Birthday Bash Ends With Shooting

Police are investigating a shooting incident that occurred just after 10 p.m. Saturday night at a private party held at Doc’s Table, a former restaurant on Main Street. The Water Valley Police Department told the Herald that Calvin Alford Jr. came into the party and shot Bobby Hervey twice and fled. – Photo by Jack Gurner

Police Chief Mike King (left) talked with Sergeant Bubba Jackson and Sheriff Lance Humphreys in front of the former Main Street restaurant.

Friends of the victim comforted each other as police investigated the shooting incident.

Blue and Red lights filled Railroad Avenue after after a shooting incident at the former Doc’s Table restaurant on Main Street just after 10 p.m. Saturday.
Reporter
WATER VALLEY – A man celebrating his 42nd birthday was shot during a party in his honor Saturday night downtown.
Just a few minutes later, the alleged shooter, Calvin Alford, Jr., shot himself in the head with the same large caliber handgun he used to wound Bobby G. Hervey at the private party in Doc’s Table, a closed restaurant business on South Main Street.
Hervey of Taylor, whose birthday was Feb. 18, is reported to be in stable condition at the Regional Medical Center in Memphis. Alford died just a short time after arriving there.
Police Chief Mike King said that a female 911 caller reported someone being shot at 10:14 p.m. Police officers backed up by Yalobusha Sheriff’s deputies arrived on the scene and were told that some type of altercation had taken place between Hervey and Alford.
Alford produced the handgun and, according to witnesses, shot Hervey twice. Alford then fled the party, going across Main Street. He was seen in the NAPA parking lot on Blackmur Drive and confronted by deputies behind the Fischer Properties office on Railroad Avenue.
When the deputies approached, Alford put the gun to his head and pulled the trigger.
Medics treated both men at the scene and prepared them for transport by helicopter to the Med. A piece of furniture had to be moved from in front of the Main Street entrance door so that ambulance personnel could enter the restaurant building. The Water Valley Fire Department assisted in setting up a landing zone near the hospital.
Chief King said that an autopsy was being performed on Alford as a matter of routine procedure and added that the motive for the shooting – other than the altercation – is unknown.
Several of the party guests who witnessed the shooting commented that Alford had been despondent over the death just two weeks before of his daughter, Jasmine, 19, a student at Northwest Community Col-lege. She was a member of the Rangerettes and the Honor Society.
Dr. Craig Williams, an owner of the Doc’s Table restaurant said, “It was very tragic for everyone involved.”
He said that a former employee, Juana Felix, has been handling rentals of the facility. “We’ve had five or six functions there since we closed the restaurant. People contact her and she opens it and hosts while the function is going on.”
South Main Crash
In other city law enforcement news, police investigated a vehicle accident Sunday, Feb. 17, that injured Coffeeville Alderman George “Chic” Miller.
Miller was traveling south on South Main Street just before 2:30 p.m. when he was struck by a vehicle driven by Tina Tisk of Water Valley. Tisk was headed northbound at a high rate of speed, according to the police report, when she went into the southbound lane and struck Miller.
The impact knocked Miller’s vehicle off the road into a ditch. He had to be extricated by emergency responders before being transported to Baptist Hospital in Oxford. Tisk’s vehicle flipped onto its roof. She was also transported to Oxford.
Tisk was charged with DUI-other, reckless driving, no insurance and driving on the wrong side of the road.

→ Work order A
Copy the shooting report starting at "Medics treated both" and ending at "the Honor Society.", swapping "helicopter" for "plane".
→ Work order B
According to the shooting report, at what time did the female 911 caller report someone being shot?
Rely only on the shooting report.

→ Study material

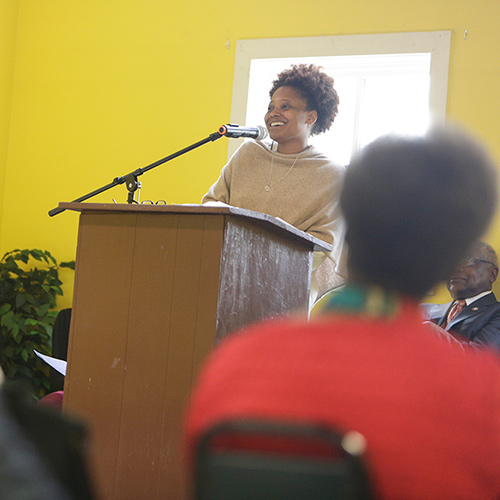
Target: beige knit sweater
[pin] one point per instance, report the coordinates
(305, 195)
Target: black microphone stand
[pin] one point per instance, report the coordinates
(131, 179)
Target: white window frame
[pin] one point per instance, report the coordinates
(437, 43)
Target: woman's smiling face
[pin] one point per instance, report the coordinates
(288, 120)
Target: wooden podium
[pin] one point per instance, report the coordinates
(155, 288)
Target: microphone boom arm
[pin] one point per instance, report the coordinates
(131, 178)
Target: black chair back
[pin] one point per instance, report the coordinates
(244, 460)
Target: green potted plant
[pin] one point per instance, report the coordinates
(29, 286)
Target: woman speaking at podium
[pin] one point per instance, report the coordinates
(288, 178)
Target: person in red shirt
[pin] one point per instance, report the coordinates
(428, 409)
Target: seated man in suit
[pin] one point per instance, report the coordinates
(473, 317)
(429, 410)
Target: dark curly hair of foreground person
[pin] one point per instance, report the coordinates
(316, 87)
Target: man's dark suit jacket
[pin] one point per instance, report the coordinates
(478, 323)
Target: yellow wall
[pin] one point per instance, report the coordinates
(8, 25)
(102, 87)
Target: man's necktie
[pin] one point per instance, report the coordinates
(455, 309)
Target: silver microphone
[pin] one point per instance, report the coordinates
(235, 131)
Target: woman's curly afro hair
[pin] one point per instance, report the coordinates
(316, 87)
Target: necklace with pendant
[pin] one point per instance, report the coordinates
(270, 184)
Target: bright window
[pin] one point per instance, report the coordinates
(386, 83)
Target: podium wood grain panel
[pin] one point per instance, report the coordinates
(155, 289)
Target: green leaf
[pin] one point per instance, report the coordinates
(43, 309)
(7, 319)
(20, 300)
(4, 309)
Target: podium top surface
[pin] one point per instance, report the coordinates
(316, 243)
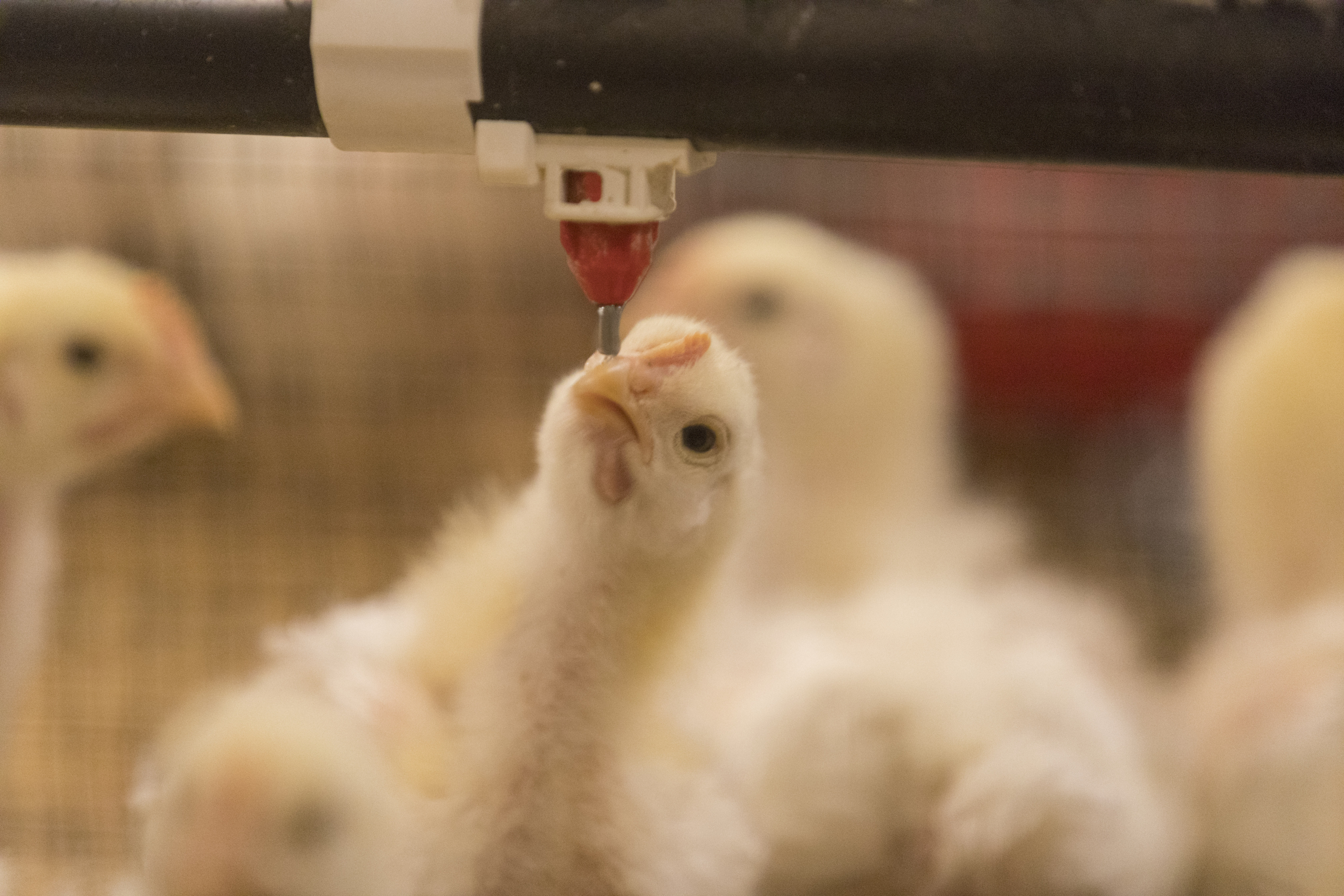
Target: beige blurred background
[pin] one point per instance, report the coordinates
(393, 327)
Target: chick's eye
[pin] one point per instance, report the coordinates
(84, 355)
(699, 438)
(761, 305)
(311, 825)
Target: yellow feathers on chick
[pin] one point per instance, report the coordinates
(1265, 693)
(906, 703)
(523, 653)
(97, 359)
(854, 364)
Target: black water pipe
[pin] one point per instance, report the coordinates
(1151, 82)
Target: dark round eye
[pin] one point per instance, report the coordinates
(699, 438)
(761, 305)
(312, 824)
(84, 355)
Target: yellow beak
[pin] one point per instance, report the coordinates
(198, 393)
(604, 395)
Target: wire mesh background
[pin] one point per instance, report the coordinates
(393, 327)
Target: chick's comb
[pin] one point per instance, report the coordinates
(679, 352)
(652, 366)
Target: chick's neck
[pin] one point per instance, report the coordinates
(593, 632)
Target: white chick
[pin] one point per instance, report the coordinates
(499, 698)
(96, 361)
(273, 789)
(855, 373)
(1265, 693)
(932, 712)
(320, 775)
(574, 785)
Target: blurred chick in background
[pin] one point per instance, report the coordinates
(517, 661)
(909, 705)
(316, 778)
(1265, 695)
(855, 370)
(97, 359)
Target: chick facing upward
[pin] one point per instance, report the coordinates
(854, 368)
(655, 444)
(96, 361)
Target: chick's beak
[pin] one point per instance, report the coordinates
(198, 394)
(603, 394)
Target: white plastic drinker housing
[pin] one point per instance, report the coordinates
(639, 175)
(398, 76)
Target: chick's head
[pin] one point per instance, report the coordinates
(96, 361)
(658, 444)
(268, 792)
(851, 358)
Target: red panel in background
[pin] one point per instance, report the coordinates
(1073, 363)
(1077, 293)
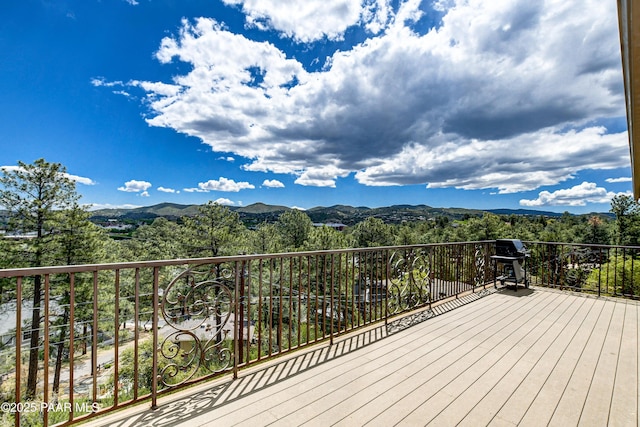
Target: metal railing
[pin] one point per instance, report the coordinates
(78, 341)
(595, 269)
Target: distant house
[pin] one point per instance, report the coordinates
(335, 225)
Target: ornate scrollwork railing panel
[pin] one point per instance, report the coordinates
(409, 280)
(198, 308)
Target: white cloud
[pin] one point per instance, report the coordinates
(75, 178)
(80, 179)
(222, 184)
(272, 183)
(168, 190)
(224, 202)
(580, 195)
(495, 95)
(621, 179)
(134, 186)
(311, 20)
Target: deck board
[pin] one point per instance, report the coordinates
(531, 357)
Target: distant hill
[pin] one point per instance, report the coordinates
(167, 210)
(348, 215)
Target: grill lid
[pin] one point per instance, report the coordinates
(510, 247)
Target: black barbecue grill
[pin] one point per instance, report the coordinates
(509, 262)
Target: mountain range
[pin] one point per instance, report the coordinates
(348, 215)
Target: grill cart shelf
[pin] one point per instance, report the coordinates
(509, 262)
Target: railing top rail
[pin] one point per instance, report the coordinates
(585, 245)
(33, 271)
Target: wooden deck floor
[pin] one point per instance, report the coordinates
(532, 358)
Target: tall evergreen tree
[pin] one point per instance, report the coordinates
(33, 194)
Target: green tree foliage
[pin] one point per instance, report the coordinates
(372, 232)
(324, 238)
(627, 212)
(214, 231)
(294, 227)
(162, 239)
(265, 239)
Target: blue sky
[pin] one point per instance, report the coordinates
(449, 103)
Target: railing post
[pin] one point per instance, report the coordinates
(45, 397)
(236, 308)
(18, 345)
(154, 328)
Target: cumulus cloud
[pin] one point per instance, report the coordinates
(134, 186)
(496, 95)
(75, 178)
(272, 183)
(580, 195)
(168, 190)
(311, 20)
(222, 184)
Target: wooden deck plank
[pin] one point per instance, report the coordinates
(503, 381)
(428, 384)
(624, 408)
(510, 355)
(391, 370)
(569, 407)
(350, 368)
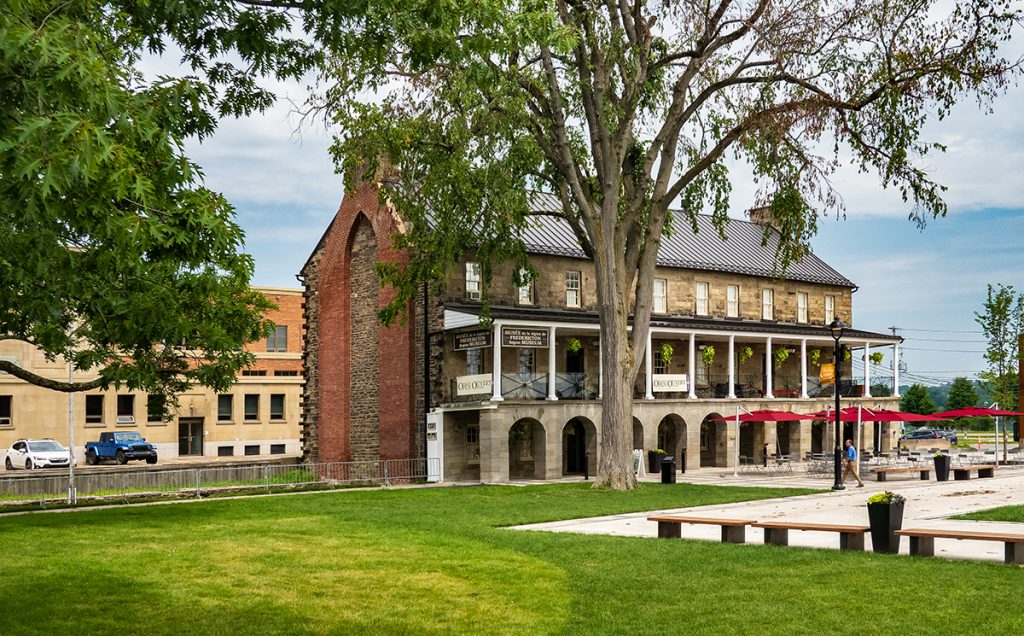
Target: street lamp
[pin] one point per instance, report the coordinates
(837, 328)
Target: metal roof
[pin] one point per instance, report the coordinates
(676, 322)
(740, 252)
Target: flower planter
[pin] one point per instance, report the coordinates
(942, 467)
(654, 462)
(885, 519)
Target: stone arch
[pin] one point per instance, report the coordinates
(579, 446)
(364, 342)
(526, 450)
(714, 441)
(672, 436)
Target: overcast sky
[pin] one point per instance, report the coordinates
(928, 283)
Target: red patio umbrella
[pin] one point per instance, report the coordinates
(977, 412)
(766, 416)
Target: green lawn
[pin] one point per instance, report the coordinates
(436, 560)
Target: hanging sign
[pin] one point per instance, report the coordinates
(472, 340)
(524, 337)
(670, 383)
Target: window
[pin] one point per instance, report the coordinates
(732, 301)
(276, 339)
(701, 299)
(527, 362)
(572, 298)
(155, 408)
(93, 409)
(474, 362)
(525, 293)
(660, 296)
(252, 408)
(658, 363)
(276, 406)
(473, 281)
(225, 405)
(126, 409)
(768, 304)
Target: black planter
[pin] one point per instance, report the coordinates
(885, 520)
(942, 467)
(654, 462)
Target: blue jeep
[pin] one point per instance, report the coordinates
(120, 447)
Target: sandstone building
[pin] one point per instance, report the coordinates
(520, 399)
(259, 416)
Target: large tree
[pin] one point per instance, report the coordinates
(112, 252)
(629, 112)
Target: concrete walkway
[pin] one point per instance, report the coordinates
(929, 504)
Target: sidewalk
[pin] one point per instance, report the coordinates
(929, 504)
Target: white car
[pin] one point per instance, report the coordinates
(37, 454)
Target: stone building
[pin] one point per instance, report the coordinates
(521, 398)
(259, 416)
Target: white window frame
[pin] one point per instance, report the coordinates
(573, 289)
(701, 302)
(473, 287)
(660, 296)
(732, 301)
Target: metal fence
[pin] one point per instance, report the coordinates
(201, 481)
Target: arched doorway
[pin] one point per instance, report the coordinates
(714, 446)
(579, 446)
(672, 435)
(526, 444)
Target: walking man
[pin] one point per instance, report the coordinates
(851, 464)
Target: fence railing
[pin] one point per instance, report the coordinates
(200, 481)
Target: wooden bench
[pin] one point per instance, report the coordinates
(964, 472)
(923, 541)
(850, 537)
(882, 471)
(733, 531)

→ Problem solution A
Medics treated both men at the scene and prepared them for transport by plane to the Med. A piece of furniture had to be moved from in front of the Main Street entrance door so that ambulance personnel could enter the restaurant building. The Water Valley Fire Department assisted in setting up a landing zone near the hospital.
Chief King said that an autopsy was being performed on Alford as a matter of routine procedure and added that the motive for the shooting – other than the altercation – is unknown.
Several of the party guests who witnessed the shooting commented that Alford had been despondent over the death just two weeks before of his daughter, Jasmine, 19, a student at Northwest Community Col-lege. She was a member of the Rangerettes and the Honor Society.

→ Problem solution B
10:14 p.m.